_Instructions to follow_
Return all lines from the listing below in which the string "task" occurs.

_Available data_
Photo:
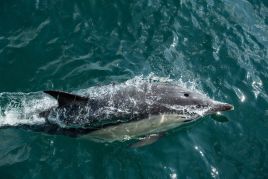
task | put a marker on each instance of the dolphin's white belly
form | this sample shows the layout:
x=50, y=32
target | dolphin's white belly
x=125, y=131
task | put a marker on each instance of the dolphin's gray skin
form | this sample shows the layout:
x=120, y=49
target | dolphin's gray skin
x=127, y=111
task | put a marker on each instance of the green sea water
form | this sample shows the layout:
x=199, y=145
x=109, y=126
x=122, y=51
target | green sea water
x=219, y=47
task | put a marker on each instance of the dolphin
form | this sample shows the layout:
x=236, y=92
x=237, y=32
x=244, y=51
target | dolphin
x=127, y=111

_Your response_
task | put a marker on each instance of the dolphin's white belly
task | put a marker on each instance of the dolphin's gray skin
task | put a marker on each instance of the green sea water
task | put a marker on each instance of the dolphin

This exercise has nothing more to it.